Page ->
════════════════════

Rule 36.1 provides a defendant and the State an avenue to "seek to correct an illegal sentence," defined as a sentence "that is not authorized by the applicable statutes or that directly contravenes an applicable statute." Tenn. R. Crim. P. 36.1; see also State v. Wooden, 478 S.W.3d 585, 594-95 (Tenn. 2015) (holding that "the definition of 'illegal sentence' in Rule 36.1 is coextensive with, and not broader than, the definition of the term in the habeas corpus context"). To avoid summary denial of an illegal sentence claim brought under Rule 36.1, a defendant must "state with particularity the factual allegations," Wooden, 478 S.W.3d at 594, establishing "a colorable claim that the unexpired sentence is illegal." Tenn. R. Crim. P. 36.1(b). "[F]or purposes of Rule 36.1 . . . 'colorable claim' means a claim that, if taken as true and viewed in a light most favorable to the moving party, would entitle the moving party to relief under Rule 36.1." Wooden, 478 S.W.3d at 593. The court then reviewed the three categories of sentencing errors: clerical errors (those arising from a clerical mistake in the judgment sheet), appealable errors (those for which the Sentencing Act specifically provides a right of direct appeal), and fatal errors (those so profound as to render a sentence illegal and void). Id. Commenting on appealable errors, the court stated that those "generally involve attacks on the correctness of the methodology by which a trial court imposed sentence." Id. In contrast, fatal errors include "sentences imposed pursuant to an inapplicable statutory scheme, sentences designating release eligibility dates where early release is statutorily prohibited, sentences that are ordered to be served concurrently where statutorily required to be served consecutively, and sentences not authorized by any statute for the offenses." Id. The court held that only fatal errors render sentences illegal. Id. The determination whether a "[Rule 36.1] motion states a colorable claim for correction of an illegal sentence under Rule 36.1 is a question of law, to which de novo review applies." Id. at 589 (citing Summers v. State, 212 S.W.3d 251, 255 (Tenn. 2007)).

════════════════════

Data shown ->
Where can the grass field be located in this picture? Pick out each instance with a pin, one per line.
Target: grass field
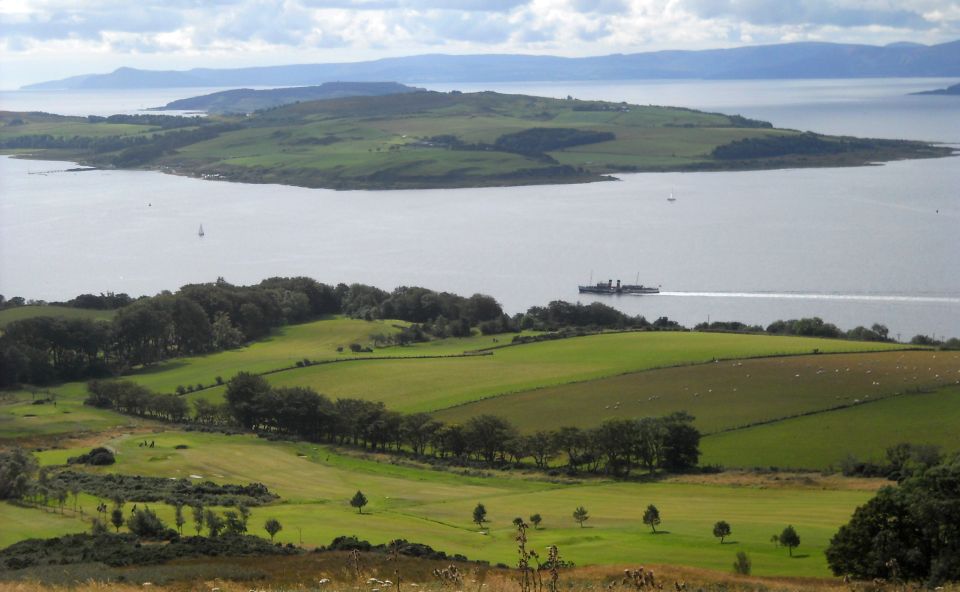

════════════════════

Exercise details -> Continue the passage on Rule 36.1 illegal sentence claims, starting right after its final sentence.

Response for this exercise ->
Here, the trial court found that Defendant was not entitled to relief because his aggravated robbery sentence expired on April 16, 2013, even "without any consideration of his pretrial credit." We agree. Defendant was sentenced on April 16, 2001, to a twelveyear sentence to be served at 30%. Over twenty-one years have elapsed since the sentencing date. In State v. Brown, 479 S.W.3d 200 (Tenn. 2015), our supreme court addressed the issue of whether Rule 36.1 may be used to correct illegal sentences that have expired. The Court in Brown stated:

Rather than adopt an interpretation of Rule 36.1 that is not supported by the expressed purpose or language of Rule 36.1, that is not consistent with the jurisprudential context from which Rule 36.1 developed, and that has the potential to result in unconstitutional applications of Rule 36.1, we hold that Rule 36.1 does not expand the scope of relief and does not authorize the correction of expired illegal sentences. Therefore, a Rule 36.1 motion may be summarily dismissed for failure to state a colorable claim if the alleged illegal sentence has expired.
Brown, 479 S.W.3d at 211.

Moreover, this Court has previously determined on at least two other occasions that Defendant is not entitled to relief on his claims related to Count Three of the indictment, albeit via the lens of habeas corpus rather than Rule 36.1. We are cognizant that "an 'illegal sentence' in Rule 36.1 'mirrors' the definition of an illegal sentence that courts have applied in the habeas corpus context . . . [a] petitioner is not entitled to relief under Rule 36.1 for claims that he previously raised and this [C]ourt rejected as not cognizable in habeas corpus proceedings." State v. Durell, No. E2022-01800-CCA-R3-CD, 2023 WL 6060574, at *3 (Tenn. Crim. App. Sept. 18, 2023) (quoting Brown, 479 S.W.3d at 209), no perm. app. filed.

Finally, to the extent that Defendant is arguing that the indictment is defective, that claim is not cognizable under Rule 36.1. See State v. Kolb, No. W2019-01075-CCA-R3-CD, 2020 WL 2563472, at *5 (Tenn. Crim. App. May 20, 2020) (citing State v. Sargent, No. W2018-00517-CCA-R3-CD, 2019 WL 1952881, at *1 (Tenn. Crim. App. Apr. 30, 2019), no perm. app. filed; State v. Hall, No. W2016-00915-CCA-R3-CD, 2017 WL 1093991, at *2 (Tenn. Crim. App. Mar. 22, 2017), no perm. app. filed (stating that Rule 36.1 is not a proper vehicle for defective indictment challenges)), no perm. app. filed.

Despite dressing his claim in new clothing, Defendant is merely attempting to relitigate the same issues. The trial court properly dismissed the motion.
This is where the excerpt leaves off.